Activity Restrictions

  

ZERO RESISTIVE HAND   ACTIVITY

No gripping, pinching,   lifting, twisting, or any use of the injured hand for functional tasks until   specifically cleared by Dr. Yazid and your hand therapist. This applies to   activities you may not think of as strenuous: opening a jar, turning a   doorknob, carrying a bag, using a computer mouse, or shaking hands. When in   doubt — do not do it.

• You may use the uninjured hand normally.

• Driving is not permitted while wearing a splint on the dominant hand, while taking narcotic pain medications, or until cleared by Dr. Yazid.

• Return to work depends entirely on your occupation and your specific protocol. Desk work with the uninjured hand may be possible within 1–2 weeks. Manual or physical work may require 3–6 months or longer.


Warning Signs — Call Our Office

• Fever over 101.4°F (38.5°C)

• Rapidly spreading redness, warmth, or red streaking from the wound

• Sudden loss of finger movement — possible rupture (call immediately)

_INFORMATION_:
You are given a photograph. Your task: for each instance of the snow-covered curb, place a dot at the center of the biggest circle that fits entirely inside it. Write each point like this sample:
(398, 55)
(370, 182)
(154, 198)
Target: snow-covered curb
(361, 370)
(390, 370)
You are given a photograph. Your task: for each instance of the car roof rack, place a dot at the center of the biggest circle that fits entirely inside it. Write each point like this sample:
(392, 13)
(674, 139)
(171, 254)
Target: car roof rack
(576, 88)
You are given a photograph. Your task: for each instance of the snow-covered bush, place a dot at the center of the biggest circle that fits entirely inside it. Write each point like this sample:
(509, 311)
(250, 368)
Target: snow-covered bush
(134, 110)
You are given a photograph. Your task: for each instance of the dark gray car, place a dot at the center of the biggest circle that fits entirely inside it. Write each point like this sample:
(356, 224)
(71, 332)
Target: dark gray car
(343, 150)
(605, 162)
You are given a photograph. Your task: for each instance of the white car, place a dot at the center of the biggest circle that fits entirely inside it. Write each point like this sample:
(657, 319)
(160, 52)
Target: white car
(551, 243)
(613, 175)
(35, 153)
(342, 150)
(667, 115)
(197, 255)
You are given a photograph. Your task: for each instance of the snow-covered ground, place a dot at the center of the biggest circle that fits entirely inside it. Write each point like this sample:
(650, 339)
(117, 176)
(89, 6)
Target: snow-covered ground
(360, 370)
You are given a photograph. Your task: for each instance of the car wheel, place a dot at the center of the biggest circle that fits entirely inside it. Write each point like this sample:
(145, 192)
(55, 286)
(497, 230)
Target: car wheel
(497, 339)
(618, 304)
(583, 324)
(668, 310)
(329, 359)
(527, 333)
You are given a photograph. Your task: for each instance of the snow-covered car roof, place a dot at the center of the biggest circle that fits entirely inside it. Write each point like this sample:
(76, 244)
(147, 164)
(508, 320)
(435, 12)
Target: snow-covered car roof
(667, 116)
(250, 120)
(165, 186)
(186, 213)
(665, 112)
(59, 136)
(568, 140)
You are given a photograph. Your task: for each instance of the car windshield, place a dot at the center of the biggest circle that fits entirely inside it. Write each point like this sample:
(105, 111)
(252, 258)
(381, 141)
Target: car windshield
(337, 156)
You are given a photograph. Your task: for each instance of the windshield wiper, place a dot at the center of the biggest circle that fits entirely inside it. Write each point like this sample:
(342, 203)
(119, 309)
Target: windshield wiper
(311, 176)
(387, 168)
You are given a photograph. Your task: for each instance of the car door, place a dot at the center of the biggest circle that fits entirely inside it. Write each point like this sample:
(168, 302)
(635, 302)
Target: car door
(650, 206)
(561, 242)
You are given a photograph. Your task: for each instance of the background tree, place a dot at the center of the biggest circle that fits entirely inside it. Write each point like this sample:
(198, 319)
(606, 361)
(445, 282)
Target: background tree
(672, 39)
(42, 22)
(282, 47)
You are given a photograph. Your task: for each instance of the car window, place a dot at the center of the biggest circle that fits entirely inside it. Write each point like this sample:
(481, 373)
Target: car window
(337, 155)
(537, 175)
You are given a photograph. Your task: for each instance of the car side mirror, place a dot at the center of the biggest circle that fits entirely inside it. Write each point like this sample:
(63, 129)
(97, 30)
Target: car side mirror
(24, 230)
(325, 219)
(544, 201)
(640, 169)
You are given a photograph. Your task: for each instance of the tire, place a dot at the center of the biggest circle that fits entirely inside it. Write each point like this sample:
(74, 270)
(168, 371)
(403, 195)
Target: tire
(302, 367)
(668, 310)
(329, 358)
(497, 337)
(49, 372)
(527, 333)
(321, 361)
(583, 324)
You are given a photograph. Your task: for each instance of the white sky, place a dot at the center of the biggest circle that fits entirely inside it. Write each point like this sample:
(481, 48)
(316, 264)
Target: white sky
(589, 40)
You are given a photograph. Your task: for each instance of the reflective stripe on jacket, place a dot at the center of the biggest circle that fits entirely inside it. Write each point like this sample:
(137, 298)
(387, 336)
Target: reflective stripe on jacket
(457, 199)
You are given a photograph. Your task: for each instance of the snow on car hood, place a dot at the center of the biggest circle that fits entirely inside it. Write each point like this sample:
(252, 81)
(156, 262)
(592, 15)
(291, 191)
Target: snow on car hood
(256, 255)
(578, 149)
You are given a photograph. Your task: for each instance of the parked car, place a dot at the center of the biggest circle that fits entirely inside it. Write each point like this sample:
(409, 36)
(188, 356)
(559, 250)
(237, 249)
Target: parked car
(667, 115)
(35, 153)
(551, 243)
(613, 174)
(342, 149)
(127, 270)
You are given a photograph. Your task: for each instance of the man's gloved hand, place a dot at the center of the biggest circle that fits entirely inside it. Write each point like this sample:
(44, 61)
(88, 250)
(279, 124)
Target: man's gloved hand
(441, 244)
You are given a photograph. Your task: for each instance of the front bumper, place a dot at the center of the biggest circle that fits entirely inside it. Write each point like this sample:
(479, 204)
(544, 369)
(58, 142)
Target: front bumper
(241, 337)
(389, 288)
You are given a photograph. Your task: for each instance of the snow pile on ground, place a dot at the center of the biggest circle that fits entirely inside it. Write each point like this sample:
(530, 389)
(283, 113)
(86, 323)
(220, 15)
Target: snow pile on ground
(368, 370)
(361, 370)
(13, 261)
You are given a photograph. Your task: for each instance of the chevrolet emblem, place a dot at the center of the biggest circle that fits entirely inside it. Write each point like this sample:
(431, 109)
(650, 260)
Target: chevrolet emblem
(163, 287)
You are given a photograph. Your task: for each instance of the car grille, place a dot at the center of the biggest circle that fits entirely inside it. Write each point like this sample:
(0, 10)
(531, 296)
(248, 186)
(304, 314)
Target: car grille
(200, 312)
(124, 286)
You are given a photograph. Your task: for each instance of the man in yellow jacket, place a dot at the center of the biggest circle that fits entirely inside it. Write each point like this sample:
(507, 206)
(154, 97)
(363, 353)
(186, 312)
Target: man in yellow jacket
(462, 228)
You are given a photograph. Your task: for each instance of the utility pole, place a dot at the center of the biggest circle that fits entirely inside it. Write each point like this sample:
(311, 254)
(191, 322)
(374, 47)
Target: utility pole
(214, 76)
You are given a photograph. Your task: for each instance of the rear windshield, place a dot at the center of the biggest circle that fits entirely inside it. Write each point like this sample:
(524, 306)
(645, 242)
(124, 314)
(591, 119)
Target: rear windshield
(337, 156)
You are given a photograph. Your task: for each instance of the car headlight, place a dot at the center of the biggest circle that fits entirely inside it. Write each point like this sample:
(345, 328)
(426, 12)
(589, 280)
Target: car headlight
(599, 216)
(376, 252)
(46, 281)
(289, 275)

_WORK INSTRUCTIONS_:
A – In the activity restrictions, how soon might desk work with the uninjured hand be possible?
B – Reproduce the part of the activity restrictions starting with "No gripping, pinching,   lifting, twisting, or" and going on through "uninjured hand normally.".

_SOLVED TASKS_:
A – Within 1–2 weeks.

B –
No gripping, pinching,   lifting, twisting, or any use of the injured hand for functional tasks until   specifically cleared by Dr. Yazid and your hand therapist. This applies to   activities you may not think of as strenuous: opening a jar, turning a   doorknob, carrying a bag, using a computer mouse, or shaking hands. When in   doubt — do not do it.

• You may use the uninjured hand normally.